-- EXERCISE DATA follows --

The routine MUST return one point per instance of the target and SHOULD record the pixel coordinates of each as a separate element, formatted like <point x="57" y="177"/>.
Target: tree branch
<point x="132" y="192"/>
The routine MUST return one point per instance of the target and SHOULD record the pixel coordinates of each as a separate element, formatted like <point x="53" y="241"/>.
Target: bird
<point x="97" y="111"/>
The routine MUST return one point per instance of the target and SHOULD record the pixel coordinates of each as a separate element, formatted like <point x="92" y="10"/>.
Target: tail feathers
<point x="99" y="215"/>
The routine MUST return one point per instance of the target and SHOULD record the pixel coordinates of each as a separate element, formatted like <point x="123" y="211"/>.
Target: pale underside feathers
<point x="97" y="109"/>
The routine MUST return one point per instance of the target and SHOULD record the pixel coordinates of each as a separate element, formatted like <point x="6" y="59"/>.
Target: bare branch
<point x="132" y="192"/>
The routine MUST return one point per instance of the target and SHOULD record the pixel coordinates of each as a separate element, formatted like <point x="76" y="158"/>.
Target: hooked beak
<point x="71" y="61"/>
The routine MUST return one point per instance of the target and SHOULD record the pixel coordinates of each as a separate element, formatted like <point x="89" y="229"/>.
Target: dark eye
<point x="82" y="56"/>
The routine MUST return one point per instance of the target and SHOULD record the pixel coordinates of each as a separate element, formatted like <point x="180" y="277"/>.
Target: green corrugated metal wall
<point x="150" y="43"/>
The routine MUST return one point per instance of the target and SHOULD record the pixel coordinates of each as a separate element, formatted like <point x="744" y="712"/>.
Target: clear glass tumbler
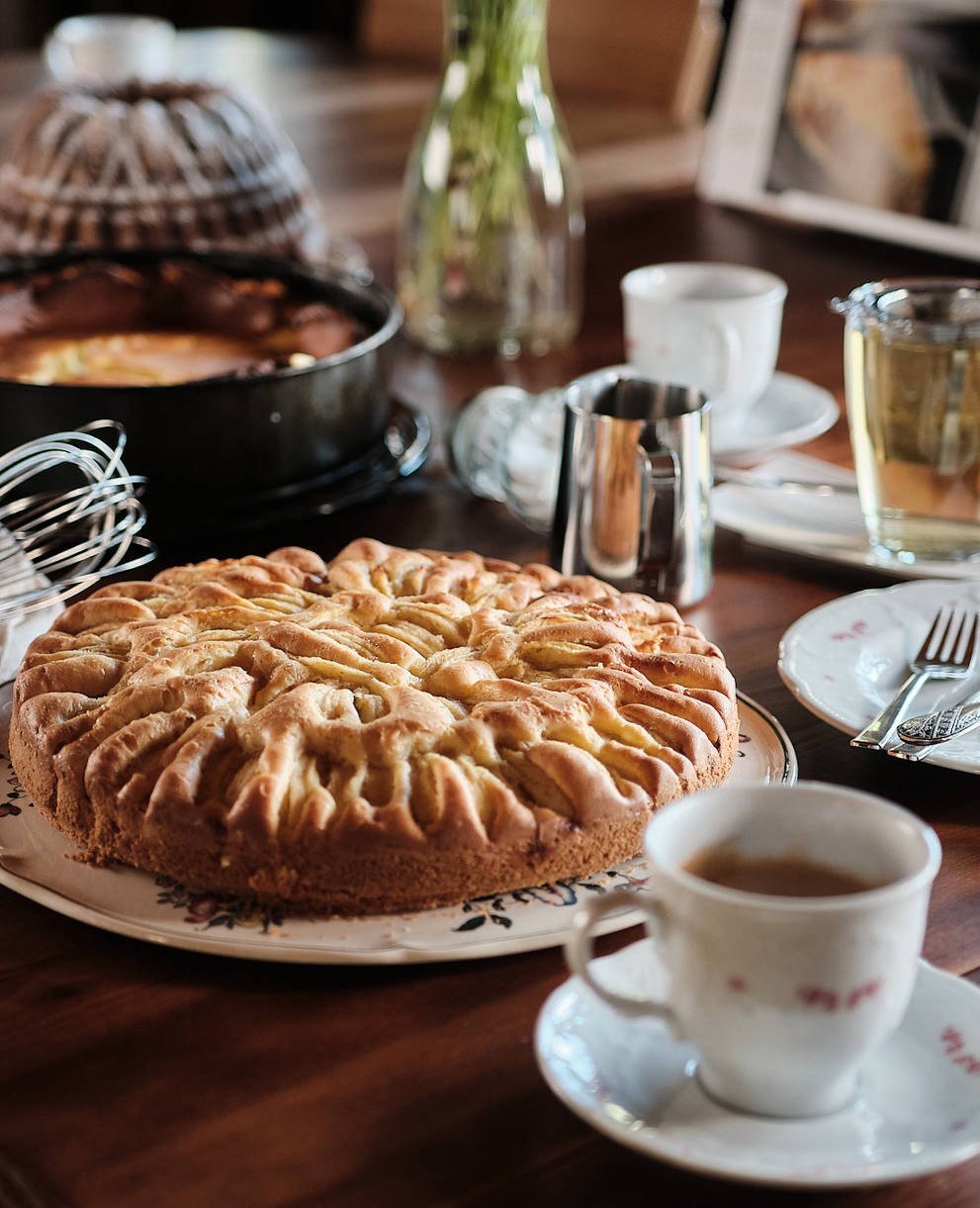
<point x="913" y="383"/>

-- EXERCISE DATA concluded --

*PROBLEM TO WORK ON*
Copy every record above exactly, leaving out any pictures.

*COMPLETED TASK*
The routine MUST return one point per instance of the target and SHOULD record the pixel coordinates of each as a separate element, formatted like <point x="57" y="177"/>.
Target: tree branch
<point x="132" y="192"/>
The routine MUST return one point per instance of the target and SHOULD record the pixel coordinates of each as a separate element, formatted like <point x="53" y="241"/>.
Target: bird
<point x="97" y="111"/>
The routine MUST return one point per instance of the target and SHOULD record the pixel coordinates of each as a separate element, formatted like <point x="92" y="10"/>.
Target: tail feathers
<point x="99" y="215"/>
The routine MUST return one point per instance of the target and SHOULD record the pixel coordinates of each as a separate element, formatted like <point x="123" y="211"/>.
Target: pale underside feathers
<point x="97" y="109"/>
The routine MUST return one point per instance of the target and SHOULD record the pixel coordinates of each as a separate element, formatted like <point x="6" y="59"/>.
Target: bare branch
<point x="132" y="192"/>
The routine MUST return one point per instance of the target and SHOULD record the pixel coordinates of each as a separate element, formatted like <point x="76" y="158"/>.
Target: hooked beak
<point x="71" y="61"/>
The routine MUST return one point per instance of the target and SHOULD record the pixel coordinates of each as a separate element, formatted like <point x="89" y="229"/>.
Target: dark eye
<point x="82" y="56"/>
The routine MUST return one point per instance of the target and SHOULD record the pixel coordinates of each as a separate element, formatted like <point x="180" y="277"/>.
Target: green corrugated metal wall
<point x="150" y="43"/>
The routine MUST return one point per instance of the target and SHOULD record the pixel coordinates of each as a separate element, formatted like <point x="744" y="712"/>.
Target: clear glass tumbler
<point x="913" y="383"/>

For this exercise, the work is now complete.